Ele manteve paralela uma carreira brilhante como cravista e ainda encontrou tempo e ânimo para repetir e ampliar a experiência snesualista no novo trabalho. "O Cancioneiro de Upsala, além de ser uma incursão pelos meandros dos sentimentos através de sua poesia, de delicadas acrobacias literárias, é um formidável exercídio para o ouvido, par a precepção do contraponto", escreve no livreto do CD, que traz um ensaio sobre a obra e todas as letras dos villancicos. Termina por chamar a coleção de "jardim de afetos".

O CD propõe uma experiência musical e literária. O "Cancioneiro de Upsala" integra a grande tradição ibérica de reunir canções e madrigais (villancicos são madrigais ibéricos cantados nas línguas locais) em coleções que remonta ao século XV. O de Upsala é conhecido assim por ter sido descoberto em 1904 pelo musicólogo e diplomata espanhol Rafael Mitjana na Biblioteca da Universidade Real de Estocolmo. O volume ficou esquecido ali desde o século XVII. É o último remanescente do chamado "Cancioneiro do Duque de Calabria", publicado em Veneza em 1556, mandado publicar por don Fernado de Aragón, duque da Calábria.

## Informações fornecidas

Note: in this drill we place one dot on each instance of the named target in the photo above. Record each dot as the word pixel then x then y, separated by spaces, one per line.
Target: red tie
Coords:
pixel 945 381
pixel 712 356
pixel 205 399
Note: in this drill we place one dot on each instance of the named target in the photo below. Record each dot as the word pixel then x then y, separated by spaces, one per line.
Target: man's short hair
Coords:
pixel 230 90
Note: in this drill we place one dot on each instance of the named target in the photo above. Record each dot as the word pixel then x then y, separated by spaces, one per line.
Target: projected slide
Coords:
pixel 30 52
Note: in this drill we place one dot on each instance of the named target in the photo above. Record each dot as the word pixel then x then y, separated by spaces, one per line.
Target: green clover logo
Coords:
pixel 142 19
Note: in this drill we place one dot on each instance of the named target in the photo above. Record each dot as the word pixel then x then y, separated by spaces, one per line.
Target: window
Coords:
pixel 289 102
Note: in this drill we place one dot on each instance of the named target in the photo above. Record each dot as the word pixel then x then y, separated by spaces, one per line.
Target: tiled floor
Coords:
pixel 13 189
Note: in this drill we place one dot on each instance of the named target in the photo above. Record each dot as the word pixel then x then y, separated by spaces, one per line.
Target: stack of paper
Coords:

## Pedido A
Segundo o texto, em que ano o Cancioneiro de Upsala foi descoberto?
## Pedido B
Resuma o texto em duas frases.
## Pedido C
Reproduza sem nenhuma alteração o trecho do texto que vai de "O CD propõe" até "duque da Calábria.".

## Resposta esperada A
Em 1904.

## Resposta esperada B
O CD do "Cancioneiro de Upsala" propõe uma experiência musical e literária, e seu livreto traz um ensaio sobre a obra e todas as letras dos villancicos. Parte da tradição ibérica de reunir canções e madrigais em coleções, o cancioneiro foi descoberto em 1904 por Rafael Mitjana na Biblioteca da Universidade Real de Estocolmo e é o último remanescente do "Cancioneiro do Duque de Calabria", publicado em Veneza em 1556.

## Resposta esperada C
O CD propõe uma experiência musical e literária. O "Cancioneiro de Upsala" integra a grande tradição ibérica de reunir canções e madrigais (villancicos são madrigais ibéricos cantados nas línguas locais) em coleções que remonta ao século XV. O de Upsala é conhecido assim por ter sido descoberto em 1904 pelo musicólogo e diplomata espanhol Rafael Mitjana na Biblioteca da Universidade Real de Estocolmo. O volume ficou esquecido ali desde o século XVII. É o último remanescente do chamado "Cancioneiro do Duque de Calabria", publicado em Veneza em 1556, mandado publicar por don Fernado de Aragón, duque da Calábria.